Pointing entries for labeled objects
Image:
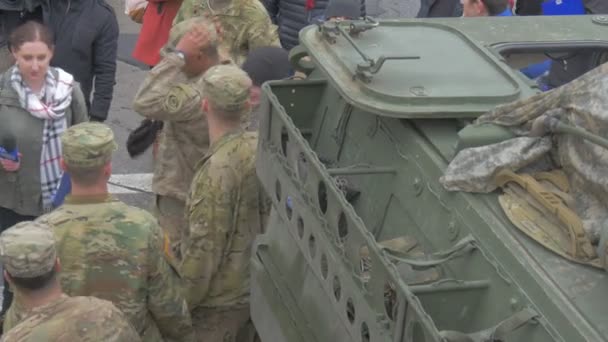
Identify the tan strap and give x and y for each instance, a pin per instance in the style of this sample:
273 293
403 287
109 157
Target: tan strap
580 245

## [SHORT TASK]
Rewrite the entries above as a numbered list with no blank lines, and leave the pictures out.

## [SOLUTION BELOW]
1. Image:
2. Identify the tan strap and give x and y for each instance, a pin per instance in the style of this sample:
3. 273 293
4. 403 287
5. 109 157
6. Target: tan strap
7. 580 245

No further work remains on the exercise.